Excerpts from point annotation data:
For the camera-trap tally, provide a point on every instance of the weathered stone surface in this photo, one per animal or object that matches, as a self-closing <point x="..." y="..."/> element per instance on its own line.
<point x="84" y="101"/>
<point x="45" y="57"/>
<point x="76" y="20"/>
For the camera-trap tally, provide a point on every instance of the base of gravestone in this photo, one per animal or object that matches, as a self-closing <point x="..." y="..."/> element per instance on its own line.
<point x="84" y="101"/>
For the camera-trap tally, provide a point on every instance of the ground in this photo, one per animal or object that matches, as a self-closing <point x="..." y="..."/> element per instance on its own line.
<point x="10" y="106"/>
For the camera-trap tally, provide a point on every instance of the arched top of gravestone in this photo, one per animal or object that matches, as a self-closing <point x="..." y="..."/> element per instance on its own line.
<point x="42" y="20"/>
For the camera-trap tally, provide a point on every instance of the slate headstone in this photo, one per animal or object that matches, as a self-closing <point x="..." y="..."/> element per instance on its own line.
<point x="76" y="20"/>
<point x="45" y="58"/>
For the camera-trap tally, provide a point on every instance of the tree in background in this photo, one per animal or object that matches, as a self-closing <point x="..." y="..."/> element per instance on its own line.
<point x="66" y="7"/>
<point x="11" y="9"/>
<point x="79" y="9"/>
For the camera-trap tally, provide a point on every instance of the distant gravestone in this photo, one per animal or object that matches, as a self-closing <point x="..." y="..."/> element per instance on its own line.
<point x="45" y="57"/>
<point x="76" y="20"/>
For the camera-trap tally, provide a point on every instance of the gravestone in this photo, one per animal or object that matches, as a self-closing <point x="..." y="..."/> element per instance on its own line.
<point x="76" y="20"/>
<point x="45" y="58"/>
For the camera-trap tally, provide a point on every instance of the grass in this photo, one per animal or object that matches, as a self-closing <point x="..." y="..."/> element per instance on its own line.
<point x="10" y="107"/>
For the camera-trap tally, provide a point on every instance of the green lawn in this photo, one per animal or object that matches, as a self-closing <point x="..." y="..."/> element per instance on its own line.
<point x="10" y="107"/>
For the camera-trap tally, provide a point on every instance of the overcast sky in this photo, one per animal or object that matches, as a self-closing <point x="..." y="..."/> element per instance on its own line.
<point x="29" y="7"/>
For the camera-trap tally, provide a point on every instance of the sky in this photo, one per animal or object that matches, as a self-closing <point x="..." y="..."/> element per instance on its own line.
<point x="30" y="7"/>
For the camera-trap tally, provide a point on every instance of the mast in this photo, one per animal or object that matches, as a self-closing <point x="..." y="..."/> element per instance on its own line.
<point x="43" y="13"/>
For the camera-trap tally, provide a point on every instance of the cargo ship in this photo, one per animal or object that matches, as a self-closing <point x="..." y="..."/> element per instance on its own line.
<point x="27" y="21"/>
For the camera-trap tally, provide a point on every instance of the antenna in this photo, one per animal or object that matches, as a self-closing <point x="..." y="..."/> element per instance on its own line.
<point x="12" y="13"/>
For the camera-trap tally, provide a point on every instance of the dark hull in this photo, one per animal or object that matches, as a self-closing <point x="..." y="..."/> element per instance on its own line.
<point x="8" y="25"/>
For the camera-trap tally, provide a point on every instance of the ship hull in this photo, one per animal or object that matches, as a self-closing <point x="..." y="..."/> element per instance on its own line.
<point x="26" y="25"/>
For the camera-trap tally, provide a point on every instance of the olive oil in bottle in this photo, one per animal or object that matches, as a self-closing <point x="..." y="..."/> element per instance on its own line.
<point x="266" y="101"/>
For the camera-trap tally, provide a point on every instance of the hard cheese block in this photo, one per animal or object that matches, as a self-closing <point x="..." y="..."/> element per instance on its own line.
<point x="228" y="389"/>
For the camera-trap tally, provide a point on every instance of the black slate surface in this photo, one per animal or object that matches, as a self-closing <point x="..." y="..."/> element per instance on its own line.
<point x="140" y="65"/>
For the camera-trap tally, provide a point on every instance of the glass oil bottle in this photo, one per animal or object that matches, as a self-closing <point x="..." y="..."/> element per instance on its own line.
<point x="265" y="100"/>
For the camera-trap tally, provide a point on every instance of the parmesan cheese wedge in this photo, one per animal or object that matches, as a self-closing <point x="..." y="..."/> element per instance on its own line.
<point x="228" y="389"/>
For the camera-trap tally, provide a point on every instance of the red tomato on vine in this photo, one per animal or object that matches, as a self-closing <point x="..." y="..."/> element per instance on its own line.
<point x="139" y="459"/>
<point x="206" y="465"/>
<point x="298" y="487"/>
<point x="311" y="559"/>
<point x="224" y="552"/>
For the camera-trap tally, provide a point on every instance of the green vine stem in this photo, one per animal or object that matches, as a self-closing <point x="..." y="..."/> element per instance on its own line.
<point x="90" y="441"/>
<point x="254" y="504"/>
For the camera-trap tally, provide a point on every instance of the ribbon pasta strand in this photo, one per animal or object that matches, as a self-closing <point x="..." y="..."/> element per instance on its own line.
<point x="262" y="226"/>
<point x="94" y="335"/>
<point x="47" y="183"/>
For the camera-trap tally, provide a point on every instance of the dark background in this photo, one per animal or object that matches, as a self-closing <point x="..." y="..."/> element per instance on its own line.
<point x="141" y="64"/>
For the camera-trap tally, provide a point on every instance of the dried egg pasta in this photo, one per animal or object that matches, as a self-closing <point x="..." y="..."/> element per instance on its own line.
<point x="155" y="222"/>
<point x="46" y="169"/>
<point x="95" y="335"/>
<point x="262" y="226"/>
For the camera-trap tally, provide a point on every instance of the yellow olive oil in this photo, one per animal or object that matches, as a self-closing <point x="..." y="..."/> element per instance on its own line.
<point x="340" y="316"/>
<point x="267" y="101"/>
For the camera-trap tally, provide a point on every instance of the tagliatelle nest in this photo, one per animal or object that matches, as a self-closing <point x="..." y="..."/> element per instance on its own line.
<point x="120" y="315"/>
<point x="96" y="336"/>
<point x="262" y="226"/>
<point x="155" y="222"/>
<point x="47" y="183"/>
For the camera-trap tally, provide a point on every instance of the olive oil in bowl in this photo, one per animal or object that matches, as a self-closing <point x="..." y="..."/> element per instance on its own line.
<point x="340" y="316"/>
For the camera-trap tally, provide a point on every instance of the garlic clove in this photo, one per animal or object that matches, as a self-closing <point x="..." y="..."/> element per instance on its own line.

Task details: Can you copy out, word for word, the rows above from the line holding "oil in bowl" through the final row, including both of those lines?

Reply:
For the camera-trap tally, provide a point on every instance of the olive oil in bowl in this photo, one per animal or object that matches, as a self-closing <point x="..." y="..."/> element per instance on its own line.
<point x="340" y="316"/>
For the camera-trap tally, provide a point on every instance of the garlic clove in this photo, one per animal or object that matches, as a self-closing <point x="..." y="..."/> element per instance on its own line.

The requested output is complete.